======== Exercise materials ========

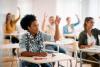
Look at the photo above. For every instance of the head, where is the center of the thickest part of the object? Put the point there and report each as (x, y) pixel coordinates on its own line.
(29, 23)
(88, 23)
(68, 19)
(51, 20)
(13, 17)
(8, 16)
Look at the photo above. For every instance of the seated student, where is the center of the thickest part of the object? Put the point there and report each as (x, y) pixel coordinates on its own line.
(10, 27)
(50, 29)
(69, 28)
(88, 38)
(32, 41)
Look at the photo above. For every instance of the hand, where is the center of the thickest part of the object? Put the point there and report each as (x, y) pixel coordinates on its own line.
(45, 16)
(18, 8)
(57, 21)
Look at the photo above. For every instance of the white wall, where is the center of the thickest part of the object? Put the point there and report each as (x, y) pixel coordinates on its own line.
(5, 7)
(70, 8)
(63, 8)
(38, 8)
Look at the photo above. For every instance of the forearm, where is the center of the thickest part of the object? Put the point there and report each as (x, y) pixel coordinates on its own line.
(57, 33)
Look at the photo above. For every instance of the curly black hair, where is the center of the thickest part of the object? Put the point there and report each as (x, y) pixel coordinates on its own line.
(27, 21)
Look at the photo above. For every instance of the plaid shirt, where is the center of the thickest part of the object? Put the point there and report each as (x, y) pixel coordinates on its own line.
(34, 43)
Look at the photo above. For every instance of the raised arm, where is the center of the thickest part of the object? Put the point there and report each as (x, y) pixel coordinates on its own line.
(44, 23)
(78, 20)
(16, 19)
(57, 32)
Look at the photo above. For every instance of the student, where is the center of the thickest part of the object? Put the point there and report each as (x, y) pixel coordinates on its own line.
(50, 29)
(69, 28)
(10, 27)
(89, 38)
(32, 41)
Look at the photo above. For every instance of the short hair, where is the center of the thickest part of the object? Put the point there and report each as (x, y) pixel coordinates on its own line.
(27, 21)
(86, 20)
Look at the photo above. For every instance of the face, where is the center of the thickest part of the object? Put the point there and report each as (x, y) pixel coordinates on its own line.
(34, 28)
(51, 20)
(89, 24)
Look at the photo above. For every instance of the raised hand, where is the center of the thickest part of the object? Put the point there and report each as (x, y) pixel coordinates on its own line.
(57, 21)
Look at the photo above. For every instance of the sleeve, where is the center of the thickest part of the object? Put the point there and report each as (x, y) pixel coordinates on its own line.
(98, 31)
(47, 37)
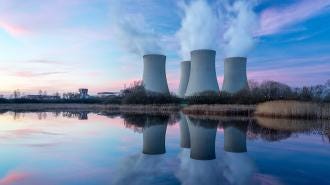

========

• Task prompt:
Retype every one of the records above verbatim, line for line, omitting the pictures.

• Result for this task:
Look at the photo above. For every instance of the head, where is the center of the thickest part of the object? Put the point there and report each as (x, y) pixel coordinates on its own line.
(29, 23)
(88, 23)
(68, 19)
(51, 20)
(13, 17)
(8, 16)
Look at the photo above. For every instance of the seated student, where is the center of the thickest part of the object? Put the point there and report each as (x, y) pixel coordinates on its own line.
(10, 27)
(50, 29)
(69, 28)
(88, 38)
(32, 41)
Look at the photo above. For every instance of the hand, where is the center of the thickest part of the object? Put the point there and report each as (x, y) pixel coordinates on its own line.
(45, 16)
(18, 8)
(57, 21)
Look at the photo above. For every instance of the white wall, where is the center of the thickest part of the object? Put the point there and report each as (x, y) pixel coordinates on its own line.
(5, 7)
(70, 8)
(63, 8)
(38, 8)
Look at the photo above. For every instance of the forearm, where is the center of the thickest part of the object? Put the point there and report each as (x, y) pixel coordinates on its own line.
(57, 33)
Look at the photo above. For every instance of the curly black hair, where is the center of the thickest part of the object? Put the point there and report each as (x, y) pixel coordinates on its own line.
(27, 21)
Look at the photo above. For every instance of the plaid shirt, where is the center of the thickest part of the object? Put the point there and report each as (x, y) pixel coordinates on its own line.
(34, 43)
Look at the photo above. For every instance of the raised arm, where is the center of the thickest part of the object? Put the point there and report each as (x, y) pixel coordinates on its own line.
(44, 23)
(78, 20)
(16, 19)
(57, 32)
Look at the photo above. For every instance of the student, where is the center of the thickest part of the object? Put the point there and report each as (x, y) pixel coordinates on its own line.
(50, 29)
(69, 28)
(10, 27)
(89, 38)
(32, 41)
Look at the photo above. For every instance of the short hair, where is the center of the thickest part of the object? Put the point there and report each as (x, y) pixel coordinates on its own line.
(27, 21)
(86, 20)
Look at the photo above. For every instance of the face, where is the center of the thickest part of the object? Put the point there and report each as (x, y) pixel coordinates on its own line.
(34, 28)
(51, 20)
(89, 24)
Look at the photo above. For every instance of the raised hand, where is the center of the thickest part of the object? Put the point there and report each as (x, y) pixel coordinates on its own line.
(57, 21)
Look at the photo above. For every instance of the sleeve, where is the center of the thickest part of the object? Put the point there and report each as (x, y) pixel coordinates on its own line.
(98, 31)
(47, 37)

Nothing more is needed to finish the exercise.